◆ **Your task**:
Arrange every line of the rows below as a Markdown table with two columns, Number and Line, numbering the lines in order and leaving out any blank lines.

Stored dataset rows:
※ ※ ※
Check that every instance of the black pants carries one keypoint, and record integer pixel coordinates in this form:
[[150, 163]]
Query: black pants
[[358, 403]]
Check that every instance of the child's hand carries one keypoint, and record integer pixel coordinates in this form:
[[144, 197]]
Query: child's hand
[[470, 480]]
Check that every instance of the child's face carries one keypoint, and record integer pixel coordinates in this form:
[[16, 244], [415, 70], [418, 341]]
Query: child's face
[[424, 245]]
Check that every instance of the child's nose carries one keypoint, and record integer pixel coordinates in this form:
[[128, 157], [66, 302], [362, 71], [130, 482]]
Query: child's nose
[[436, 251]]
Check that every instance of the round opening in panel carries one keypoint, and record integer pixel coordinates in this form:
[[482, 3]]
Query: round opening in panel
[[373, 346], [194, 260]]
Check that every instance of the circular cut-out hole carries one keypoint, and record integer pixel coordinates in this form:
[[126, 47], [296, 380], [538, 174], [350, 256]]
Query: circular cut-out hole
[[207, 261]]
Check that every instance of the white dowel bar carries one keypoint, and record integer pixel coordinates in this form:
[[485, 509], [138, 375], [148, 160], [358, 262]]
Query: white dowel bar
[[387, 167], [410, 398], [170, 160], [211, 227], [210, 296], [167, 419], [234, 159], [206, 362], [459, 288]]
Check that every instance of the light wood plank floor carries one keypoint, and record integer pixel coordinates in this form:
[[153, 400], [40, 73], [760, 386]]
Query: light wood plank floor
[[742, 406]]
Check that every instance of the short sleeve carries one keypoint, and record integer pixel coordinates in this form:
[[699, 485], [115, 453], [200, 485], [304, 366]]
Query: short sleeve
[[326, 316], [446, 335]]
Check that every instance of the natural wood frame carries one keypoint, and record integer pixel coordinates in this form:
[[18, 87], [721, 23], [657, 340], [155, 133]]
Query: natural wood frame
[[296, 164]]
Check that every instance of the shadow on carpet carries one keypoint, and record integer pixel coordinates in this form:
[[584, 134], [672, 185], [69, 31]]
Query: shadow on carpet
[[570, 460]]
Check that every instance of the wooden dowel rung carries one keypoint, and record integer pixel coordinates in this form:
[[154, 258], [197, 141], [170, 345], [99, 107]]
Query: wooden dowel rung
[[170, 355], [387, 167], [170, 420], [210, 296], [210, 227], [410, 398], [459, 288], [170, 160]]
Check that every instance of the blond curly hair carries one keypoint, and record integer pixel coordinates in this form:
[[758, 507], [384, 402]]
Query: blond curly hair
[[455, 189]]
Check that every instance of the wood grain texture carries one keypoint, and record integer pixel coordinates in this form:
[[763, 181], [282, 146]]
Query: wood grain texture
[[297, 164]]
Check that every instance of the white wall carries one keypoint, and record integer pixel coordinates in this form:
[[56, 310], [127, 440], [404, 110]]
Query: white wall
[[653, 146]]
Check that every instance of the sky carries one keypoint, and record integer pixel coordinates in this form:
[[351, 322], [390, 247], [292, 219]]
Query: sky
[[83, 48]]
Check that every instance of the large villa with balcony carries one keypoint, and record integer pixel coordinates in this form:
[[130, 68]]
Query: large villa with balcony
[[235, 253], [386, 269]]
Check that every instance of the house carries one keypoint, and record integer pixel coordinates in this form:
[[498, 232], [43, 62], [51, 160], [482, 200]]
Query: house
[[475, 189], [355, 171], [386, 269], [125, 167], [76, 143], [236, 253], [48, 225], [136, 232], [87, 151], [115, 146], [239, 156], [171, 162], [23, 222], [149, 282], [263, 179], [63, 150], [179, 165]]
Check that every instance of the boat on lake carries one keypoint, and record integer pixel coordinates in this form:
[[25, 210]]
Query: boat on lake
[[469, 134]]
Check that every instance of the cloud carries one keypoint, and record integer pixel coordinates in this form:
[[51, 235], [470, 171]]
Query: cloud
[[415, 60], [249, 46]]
※ ※ ※
◆ **Reply to the task**:
| Number | Line |
|---|---|
| 1 | Check that every instance of the black pants carries one keypoint, and record integer pixel coordinates in this form: |
| 2 | [[150, 163]] |
| 3 | Query: black pants |
| 4 | [[358, 403]] |
| 5 | Check that every instance of the child's hand carries one keypoint, and record integer pixel coordinates in this form: |
| 6 | [[144, 197]] |
| 7 | Query: child's hand |
| 8 | [[470, 480]] |
| 9 | Check that every instance of the child's face carries one keypoint, and record integer pixel coordinates in this form: |
| 10 | [[16, 244], [415, 70], [418, 341]] |
| 11 | Query: child's face |
| 12 | [[424, 245]] |
| 13 | Check that every instance of the child's nose carries one keypoint, and record integer pixel coordinates in this form: |
| 14 | [[128, 157], [66, 302], [362, 71], [130, 482]] |
| 15 | Query: child's nose |
| 16 | [[436, 251]] |
| 17 | Check that every instance of the round opening in panel carries one keypoint, and record integer pixel coordinates in this form: |
| 18 | [[482, 3]] |
| 19 | Query: round opening in panel |
| 20 | [[373, 346], [194, 260]] |
| 21 | Check that every instance of the circular cut-out hole carries one keypoint, and record integer pixel coordinates in this form: |
| 22 | [[126, 47], [296, 380], [538, 174], [350, 256]] |
| 23 | Query: circular cut-out hole |
| 24 | [[207, 261]] |
| 25 | Check that every instance of the white dowel bar carries one keypoint, and record integer pixel coordinates in this form: |
| 26 | [[485, 509], [138, 375], [148, 160], [358, 262]] |
| 27 | Query: white dowel bar |
| 28 | [[387, 167], [410, 398], [170, 160], [211, 227], [210, 296], [167, 419], [234, 159], [206, 362], [459, 288]] |
| 29 | Check that every instance of the light wood plank floor carries one keypoint, and record integer pixel coordinates in this form: |
| 30 | [[153, 400], [40, 73], [760, 386]] |
| 31 | Query: light wood plank floor |
| 32 | [[742, 406]] |
| 33 | Check that every instance of the short sleeve carries one keypoint, and record integer pixel coordinates in this form: |
| 34 | [[699, 485], [115, 453], [200, 485], [304, 366]] |
| 35 | Query: short sleeve |
| 36 | [[326, 316], [446, 335]] |
| 37 | Check that every instance of the natural wood frame carries one keypoint, and record integer pixel coordinates in this form: |
| 38 | [[18, 87], [721, 23], [657, 340], [155, 133]] |
| 39 | Query: natural wood frame |
| 40 | [[296, 164]] |
| 41 | Check that every instance of the shadow on carpet carries one keypoint, and record integer pixel coordinates in this form: |
| 42 | [[584, 134], [672, 185], [69, 31]] |
| 43 | Query: shadow on carpet |
| 44 | [[570, 460]] |
| 45 | Check that every instance of the wooden dowel rung carries one keypoint, and record integer pixel coordinates in this form: |
| 46 | [[154, 258], [197, 141], [170, 345], [99, 107]] |
| 47 | Query: wooden dowel rung |
| 48 | [[170, 355], [387, 167], [170, 420], [210, 296], [210, 227], [410, 398], [459, 288], [170, 160]] |
| 49 | Check that every instance of the blond curly hair carries one keypoint, and record integer pixel coordinates in this form: |
| 50 | [[758, 507], [384, 402]] |
| 51 | Query: blond curly hair |
| 52 | [[455, 189]] |
| 53 | Check that every instance of the wood grain texture carries one keypoint, and record integer pixel coordinates in this form: |
| 54 | [[763, 181], [282, 146]] |
| 55 | Query: wood grain texture |
| 56 | [[297, 164]] |
| 57 | Check that every instance of the white wall carries one keypoint, and record integer pixel coordinates in this form: |
| 58 | [[56, 310], [127, 440], [404, 110]] |
| 59 | Query: white wall |
| 60 | [[653, 146]] |
| 61 | Check that every instance of the sky carries one keypoint, and record integer pixel coordinates in this form: |
| 62 | [[351, 322], [390, 247], [292, 219]] |
| 63 | Query: sky |
| 64 | [[83, 48]] |
| 65 | Check that every instance of the large villa with balcony carries one keypoint, and record integer pixel coordinates in this form: |
| 66 | [[130, 68]] |
| 67 | Query: large villa with balcony |
| 68 | [[235, 253], [386, 269]] |
| 69 | Check that every instance of the house carries one keypoint, and record integer pixel coordinates in this form: |
| 70 | [[498, 232], [43, 62], [51, 160], [482, 200]] |
| 71 | Query: house |
| 72 | [[475, 189], [355, 171], [386, 269], [125, 167], [76, 143], [236, 253], [48, 225], [136, 232], [87, 151], [115, 146], [239, 156], [171, 162], [23, 222], [149, 282], [263, 179], [63, 150], [179, 165]] |
| 73 | Check that every instance of the boat on lake carries one keypoint, and record integer pixel coordinates in this form: |
| 74 | [[25, 210]] |
| 75 | Query: boat on lake |
| 76 | [[469, 134]] |
| 77 | Check that every instance of the cloud carries one keypoint, and record integer pixel coordinates in this form: |
| 78 | [[51, 235], [470, 171]] |
| 79 | Query: cloud |
| 80 | [[415, 60], [249, 46]] |